#### Directions:
a – Answer these questions using the post about avian flu:
(i) Who wrote the Daily article about the University's plans for a possible pandemic?
(ii) What two skills did Sue Eklund learn in her emergency resuscitation class?
(iii) What event does the writer name as one reason the avian flu story lost steam?
b – From the post about avian flu, return the passage word for word. Begin at the words "Yesterday, the Daily" and stop after "save a life.".

#### Source text:
= = = =
If you know me in person, you’re probably already aware of my slight obsession with avian flu. I think it’s one of the most important public health crises facing the planet right now, and no amount of media coverage is too much. It was in consistently in the headlines earlier this year, but the story has lost a little steam due to other events like the election cycle and, well, because people aren’t dying yet.
Yesterday, the Daily ran an article, by Arikia Millikan, discussing the steps the University is taking to prepare for a possible pandemic. Because large universities like Michigan create such a large, relatively self-contained community, it’s absolutely critical for a detailed plan to be in place. And as students, we should be as educated as possible about the risks of a pandemic and what to do if one happens. Living in close quarters that may or may not be sanitary, a highly infectious virus would spread like wildfire among college students.
Unfortunately, the Daily article is a little misleading from the beginning:
Years ago, Dean of Students Sue Eklund took an emergency resuscitation class where she learned the Heimlich maneuver and CPR.Maybe she’d never use those skills, she thought at the time, but maybe they’d save a life.
With the threat of an avian influenza pandemic growing as birds migrate south for the winter, every University department is making preparations that could potentially save your life.
= = = =
[Dataset records]
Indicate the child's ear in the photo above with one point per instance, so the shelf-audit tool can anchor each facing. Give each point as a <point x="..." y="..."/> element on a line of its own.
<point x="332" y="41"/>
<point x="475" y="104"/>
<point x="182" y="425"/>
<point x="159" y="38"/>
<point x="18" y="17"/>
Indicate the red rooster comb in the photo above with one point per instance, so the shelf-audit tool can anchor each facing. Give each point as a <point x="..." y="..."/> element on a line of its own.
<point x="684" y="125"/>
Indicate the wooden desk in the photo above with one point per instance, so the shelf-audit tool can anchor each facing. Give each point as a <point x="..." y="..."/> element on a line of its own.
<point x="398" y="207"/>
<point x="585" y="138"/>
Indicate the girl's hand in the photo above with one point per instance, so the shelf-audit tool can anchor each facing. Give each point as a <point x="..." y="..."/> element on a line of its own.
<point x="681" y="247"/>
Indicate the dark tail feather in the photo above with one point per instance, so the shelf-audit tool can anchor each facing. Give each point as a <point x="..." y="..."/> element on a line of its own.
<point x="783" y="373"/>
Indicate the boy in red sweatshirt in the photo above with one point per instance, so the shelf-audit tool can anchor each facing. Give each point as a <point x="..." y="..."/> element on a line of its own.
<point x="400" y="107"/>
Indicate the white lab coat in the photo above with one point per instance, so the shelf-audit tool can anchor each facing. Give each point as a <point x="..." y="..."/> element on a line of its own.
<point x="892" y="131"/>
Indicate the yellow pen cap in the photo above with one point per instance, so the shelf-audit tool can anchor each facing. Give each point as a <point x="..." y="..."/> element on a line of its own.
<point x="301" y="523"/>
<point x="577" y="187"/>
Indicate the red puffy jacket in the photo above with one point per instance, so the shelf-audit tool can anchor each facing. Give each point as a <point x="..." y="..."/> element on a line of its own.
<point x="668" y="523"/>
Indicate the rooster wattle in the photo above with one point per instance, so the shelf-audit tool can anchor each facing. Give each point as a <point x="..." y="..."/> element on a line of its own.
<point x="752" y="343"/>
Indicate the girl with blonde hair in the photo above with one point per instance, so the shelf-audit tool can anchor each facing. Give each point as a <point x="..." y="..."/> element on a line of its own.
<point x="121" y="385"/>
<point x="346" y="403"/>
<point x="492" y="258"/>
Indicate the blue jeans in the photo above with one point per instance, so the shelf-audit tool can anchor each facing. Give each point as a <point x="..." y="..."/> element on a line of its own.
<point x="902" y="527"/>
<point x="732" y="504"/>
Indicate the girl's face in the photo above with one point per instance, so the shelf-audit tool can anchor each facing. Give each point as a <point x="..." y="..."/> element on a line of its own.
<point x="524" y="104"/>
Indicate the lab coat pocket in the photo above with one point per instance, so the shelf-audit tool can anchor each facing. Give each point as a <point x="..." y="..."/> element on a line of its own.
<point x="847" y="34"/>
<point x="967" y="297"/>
= = = =
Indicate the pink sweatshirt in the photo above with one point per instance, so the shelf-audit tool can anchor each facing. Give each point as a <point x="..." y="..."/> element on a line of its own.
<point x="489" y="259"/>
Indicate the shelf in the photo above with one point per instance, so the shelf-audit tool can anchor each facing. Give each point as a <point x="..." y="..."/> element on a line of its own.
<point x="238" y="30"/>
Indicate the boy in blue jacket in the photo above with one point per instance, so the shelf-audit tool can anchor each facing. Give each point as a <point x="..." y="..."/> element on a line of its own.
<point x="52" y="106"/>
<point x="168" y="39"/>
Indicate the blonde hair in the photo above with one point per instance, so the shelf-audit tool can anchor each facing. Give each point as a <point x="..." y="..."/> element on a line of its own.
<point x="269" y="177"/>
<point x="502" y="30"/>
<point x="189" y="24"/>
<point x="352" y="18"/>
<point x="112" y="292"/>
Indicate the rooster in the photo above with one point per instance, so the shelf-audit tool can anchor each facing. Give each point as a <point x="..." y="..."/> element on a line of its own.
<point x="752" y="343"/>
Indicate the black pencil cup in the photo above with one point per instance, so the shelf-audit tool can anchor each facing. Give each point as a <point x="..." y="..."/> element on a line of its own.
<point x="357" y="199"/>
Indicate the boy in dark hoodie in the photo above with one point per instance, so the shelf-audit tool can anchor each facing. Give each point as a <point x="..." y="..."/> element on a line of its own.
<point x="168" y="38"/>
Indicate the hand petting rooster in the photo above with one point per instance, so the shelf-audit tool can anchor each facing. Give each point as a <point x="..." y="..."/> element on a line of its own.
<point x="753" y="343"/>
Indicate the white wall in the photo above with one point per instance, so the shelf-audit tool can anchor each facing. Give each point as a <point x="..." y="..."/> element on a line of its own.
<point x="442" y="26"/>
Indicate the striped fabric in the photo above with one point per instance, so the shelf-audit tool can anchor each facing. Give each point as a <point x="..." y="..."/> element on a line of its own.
= = = =
#### Solutions per task:
a –
(i) Arikia Millikan
(ii) The Heimlich maneuver and CPR
(iii) The election cycle

b –
Yesterday, the Daily ran an article, by Arikia Millikan, discussing the steps the University is taking to prepare for a possible pandemic. Because large universities like Michigan create such a large, relatively self-contained community, it’s absolutely critical for a detailed plan to be in place. And as students, we should be as educated as possible about the risks of a pandemic and what to do if one happens. Living in close quarters that may or may not be sanitary, a highly infectious virus would spread like wildfire among college students.
Unfortunately, the Daily article is a little misleading from the beginning:
Years ago, Dean of Students Sue Eklund took an emergency resuscitation class where she learned the Heimlich maneuver and CPR.Maybe she’d never use those skills, she thought at the time, but maybe they’d save a life.